◆ Exercise ◆
Return every line below exactly.

◆ Material to process ◆

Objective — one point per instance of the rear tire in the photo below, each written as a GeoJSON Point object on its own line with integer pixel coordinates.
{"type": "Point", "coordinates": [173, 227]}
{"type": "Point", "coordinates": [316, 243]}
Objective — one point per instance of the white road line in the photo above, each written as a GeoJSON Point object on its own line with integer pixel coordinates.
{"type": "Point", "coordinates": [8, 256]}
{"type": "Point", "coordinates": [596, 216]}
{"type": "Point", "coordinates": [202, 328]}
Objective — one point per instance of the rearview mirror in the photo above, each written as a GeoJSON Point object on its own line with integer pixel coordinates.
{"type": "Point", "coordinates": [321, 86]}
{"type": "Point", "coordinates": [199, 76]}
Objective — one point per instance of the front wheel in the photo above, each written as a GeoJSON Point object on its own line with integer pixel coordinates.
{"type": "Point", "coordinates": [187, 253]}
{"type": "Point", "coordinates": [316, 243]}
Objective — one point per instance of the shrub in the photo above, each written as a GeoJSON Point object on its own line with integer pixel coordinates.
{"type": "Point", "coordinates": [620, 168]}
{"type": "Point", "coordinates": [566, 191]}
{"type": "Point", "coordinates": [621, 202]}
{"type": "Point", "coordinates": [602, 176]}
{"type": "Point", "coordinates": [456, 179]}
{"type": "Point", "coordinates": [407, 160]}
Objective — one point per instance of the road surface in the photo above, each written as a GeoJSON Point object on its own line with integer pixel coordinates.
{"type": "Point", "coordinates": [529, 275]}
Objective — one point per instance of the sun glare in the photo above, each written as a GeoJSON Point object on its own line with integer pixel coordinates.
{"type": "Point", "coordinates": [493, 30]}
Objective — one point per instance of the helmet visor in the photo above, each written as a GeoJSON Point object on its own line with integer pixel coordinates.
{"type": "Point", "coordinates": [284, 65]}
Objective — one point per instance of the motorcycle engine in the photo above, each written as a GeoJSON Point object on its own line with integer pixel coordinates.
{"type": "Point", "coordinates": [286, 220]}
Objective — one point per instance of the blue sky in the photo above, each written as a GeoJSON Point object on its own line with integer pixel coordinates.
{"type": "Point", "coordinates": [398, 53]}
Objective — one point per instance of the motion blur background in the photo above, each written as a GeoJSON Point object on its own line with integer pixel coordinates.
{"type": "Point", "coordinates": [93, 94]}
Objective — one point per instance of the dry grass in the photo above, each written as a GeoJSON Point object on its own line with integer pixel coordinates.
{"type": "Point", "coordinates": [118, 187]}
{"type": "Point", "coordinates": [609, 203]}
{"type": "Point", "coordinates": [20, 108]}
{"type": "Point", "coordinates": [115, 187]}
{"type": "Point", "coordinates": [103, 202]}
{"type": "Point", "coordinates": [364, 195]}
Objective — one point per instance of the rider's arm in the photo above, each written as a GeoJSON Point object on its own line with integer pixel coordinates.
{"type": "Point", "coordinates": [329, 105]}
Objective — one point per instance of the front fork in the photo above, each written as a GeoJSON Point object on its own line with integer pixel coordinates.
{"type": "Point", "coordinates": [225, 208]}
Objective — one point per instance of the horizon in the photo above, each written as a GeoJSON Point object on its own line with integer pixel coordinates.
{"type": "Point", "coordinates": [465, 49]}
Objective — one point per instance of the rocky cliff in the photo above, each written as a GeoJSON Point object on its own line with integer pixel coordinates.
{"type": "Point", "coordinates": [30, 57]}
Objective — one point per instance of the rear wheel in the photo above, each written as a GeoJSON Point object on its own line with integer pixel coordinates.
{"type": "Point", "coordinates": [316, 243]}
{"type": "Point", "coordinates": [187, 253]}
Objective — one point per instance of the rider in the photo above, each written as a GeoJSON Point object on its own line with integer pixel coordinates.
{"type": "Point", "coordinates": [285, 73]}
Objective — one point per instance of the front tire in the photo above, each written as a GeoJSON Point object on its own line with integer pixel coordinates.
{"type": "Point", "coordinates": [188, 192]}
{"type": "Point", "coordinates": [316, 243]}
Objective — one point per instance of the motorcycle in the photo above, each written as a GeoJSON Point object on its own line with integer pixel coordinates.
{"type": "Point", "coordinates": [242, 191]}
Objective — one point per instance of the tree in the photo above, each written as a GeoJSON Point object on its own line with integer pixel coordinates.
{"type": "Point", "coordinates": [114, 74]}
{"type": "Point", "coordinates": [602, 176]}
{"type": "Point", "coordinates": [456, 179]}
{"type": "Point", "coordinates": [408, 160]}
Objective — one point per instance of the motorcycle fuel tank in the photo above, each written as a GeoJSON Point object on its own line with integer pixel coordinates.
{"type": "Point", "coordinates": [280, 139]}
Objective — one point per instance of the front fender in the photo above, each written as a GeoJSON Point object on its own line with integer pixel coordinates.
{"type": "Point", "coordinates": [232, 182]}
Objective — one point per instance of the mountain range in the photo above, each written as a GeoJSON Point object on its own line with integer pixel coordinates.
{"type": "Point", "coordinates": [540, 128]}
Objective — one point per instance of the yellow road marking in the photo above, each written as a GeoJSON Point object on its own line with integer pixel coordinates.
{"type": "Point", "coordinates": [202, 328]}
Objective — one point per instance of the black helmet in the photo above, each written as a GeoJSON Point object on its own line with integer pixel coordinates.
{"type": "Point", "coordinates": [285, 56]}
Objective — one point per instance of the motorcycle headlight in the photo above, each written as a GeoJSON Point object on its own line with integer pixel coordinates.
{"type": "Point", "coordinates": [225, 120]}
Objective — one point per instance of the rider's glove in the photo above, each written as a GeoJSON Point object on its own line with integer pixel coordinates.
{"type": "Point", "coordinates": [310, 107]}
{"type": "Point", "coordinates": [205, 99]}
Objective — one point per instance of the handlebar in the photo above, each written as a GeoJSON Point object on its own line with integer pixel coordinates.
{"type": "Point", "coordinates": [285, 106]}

◆ Solution for this problem ◆
Objective — one point per instance of the rear tire in the photo below, each written as a GeoJSON Point object on its own line with integer pixel coordinates.
{"type": "Point", "coordinates": [173, 227]}
{"type": "Point", "coordinates": [316, 243]}
Objective — one point per instance of the white road line in the photo above, each written as a GeoJSON Point object on its own line with integer pixel coordinates.
{"type": "Point", "coordinates": [8, 256]}
{"type": "Point", "coordinates": [596, 216]}
{"type": "Point", "coordinates": [202, 328]}
Objective — one point per instance of the rearview mirror in the photo above, each written as a GeoJSON Point object on its own line with integer pixel coordinates.
{"type": "Point", "coordinates": [321, 86]}
{"type": "Point", "coordinates": [199, 76]}
Objective — one point per instance of the front wheel in the photo above, each written as a GeoJSON Point object on its own line with integer pixel coordinates.
{"type": "Point", "coordinates": [187, 253]}
{"type": "Point", "coordinates": [316, 243]}
Objective — one point per instance of the shrub in the photo above, each written as a GeoJSON Point object on its own line with integer pixel coordinates.
{"type": "Point", "coordinates": [620, 168]}
{"type": "Point", "coordinates": [566, 191]}
{"type": "Point", "coordinates": [621, 202]}
{"type": "Point", "coordinates": [602, 176]}
{"type": "Point", "coordinates": [456, 179]}
{"type": "Point", "coordinates": [407, 160]}
Objective — one point per instance of the road surface in the photo above, each written as a GeoJSON Point object on its own line with integer pixel coordinates.
{"type": "Point", "coordinates": [529, 275]}
Objective — one point per instance of the sun glare in the photo above, each written as a GeoJSON Point object on its own line with integer pixel coordinates.
{"type": "Point", "coordinates": [493, 30]}
Objective — one point per instance of the helmet visor in the photo above, each written as a GeoJSON Point object on its own line with integer pixel coordinates.
{"type": "Point", "coordinates": [284, 65]}
Objective — one point per instance of the motorcycle engine in the photo above, each written as a GeoJSON Point object on its own line with integer pixel coordinates.
{"type": "Point", "coordinates": [286, 220]}
Objective — one point per instance of the blue sky in the photo above, each written as a GeoJSON Point object on its own line with integer pixel coordinates.
{"type": "Point", "coordinates": [398, 53]}
Objective — one point per instance of the motion blur background in the photo above, each written as a GeoJSON Point object on its own line with integer pixel coordinates.
{"type": "Point", "coordinates": [93, 94]}
Objective — one point per instance of the dry grass in the photo above, each written as a GeoJSON Point object on its own line with integer pixel coordinates.
{"type": "Point", "coordinates": [118, 187]}
{"type": "Point", "coordinates": [609, 203]}
{"type": "Point", "coordinates": [20, 108]}
{"type": "Point", "coordinates": [115, 187]}
{"type": "Point", "coordinates": [103, 202]}
{"type": "Point", "coordinates": [364, 195]}
Objective — one point per instance of the rider's arm in the photo above, each written as a GeoJSON Point object on its own line with integer pixel coordinates.
{"type": "Point", "coordinates": [329, 105]}
Objective — one point per instance of the front fork in the photo above, each written as a GeoJSON Point object on its own line with integer pixel coordinates.
{"type": "Point", "coordinates": [225, 208]}
Objective — one point per instance of the horizon in the photo above, each written as a GeoJSON Point object on its own line with integer pixel coordinates.
{"type": "Point", "coordinates": [465, 49]}
Objective — one point per instance of the rocky cliff in the photo above, each written as a GeoJSON Point object on its own line with integer pixel coordinates.
{"type": "Point", "coordinates": [30, 57]}
Objective — one point per instance of the rear wheel in the photo above, each written as a GeoJSON Point object on its own line with integer pixel coordinates.
{"type": "Point", "coordinates": [316, 243]}
{"type": "Point", "coordinates": [187, 253]}
Objective — one point per instance of the rider in the photo above, each written as a GeoJSON Point object on its own line with integer pixel coordinates.
{"type": "Point", "coordinates": [285, 73]}
Objective — one point per instance of the front tire in the photo above, each written as a GeoJSON Point object on its own line with integer pixel coordinates.
{"type": "Point", "coordinates": [188, 192]}
{"type": "Point", "coordinates": [316, 243]}
Objective — one point per instance of the motorcycle in the photo above, each written as a GeoJSON Point object on its own line with integer pixel coordinates.
{"type": "Point", "coordinates": [242, 191]}
Objective — one point per instance of the tree in the photo above, each written as a GeoJSON Point object on its own line with integer pixel coordinates.
{"type": "Point", "coordinates": [114, 74]}
{"type": "Point", "coordinates": [602, 176]}
{"type": "Point", "coordinates": [456, 179]}
{"type": "Point", "coordinates": [408, 160]}
Objective — one point per instance of the motorcycle fuel tank in the photo above, each written as a GeoJSON Point object on its own line with integer pixel coordinates.
{"type": "Point", "coordinates": [280, 139]}
Objective — one point per instance of the front fender in the photo above, each written as a GeoJSON Point object on its own line with integer pixel coordinates.
{"type": "Point", "coordinates": [232, 182]}
Objective — one point per instance of the mountain range in the photo above, each written as a GeoJSON Point object on its own line with integer pixel coordinates.
{"type": "Point", "coordinates": [540, 128]}
Objective — one point per instance of the yellow road marking in the photo above, each written as a GeoJSON Point object on its own line with integer pixel coordinates.
{"type": "Point", "coordinates": [202, 328]}
Objective — one point per instance of the black helmet in the photo above, each written as a GeoJSON Point object on its own line with integer pixel coordinates.
{"type": "Point", "coordinates": [285, 56]}
Objective — one point per instance of the motorcycle headlight in the photo above, each written as a GeoJSON Point object on its own line with integer pixel coordinates.
{"type": "Point", "coordinates": [225, 120]}
Objective — one point per instance of the rider's glove in the photo above, each written as a GeoJSON Point object on its own line with integer pixel coordinates.
{"type": "Point", "coordinates": [310, 107]}
{"type": "Point", "coordinates": [205, 99]}
Objective — one point per instance of the handlebar in the photo above, each written as a GeoJSON Point object on its own line with integer pixel coordinates.
{"type": "Point", "coordinates": [285, 106]}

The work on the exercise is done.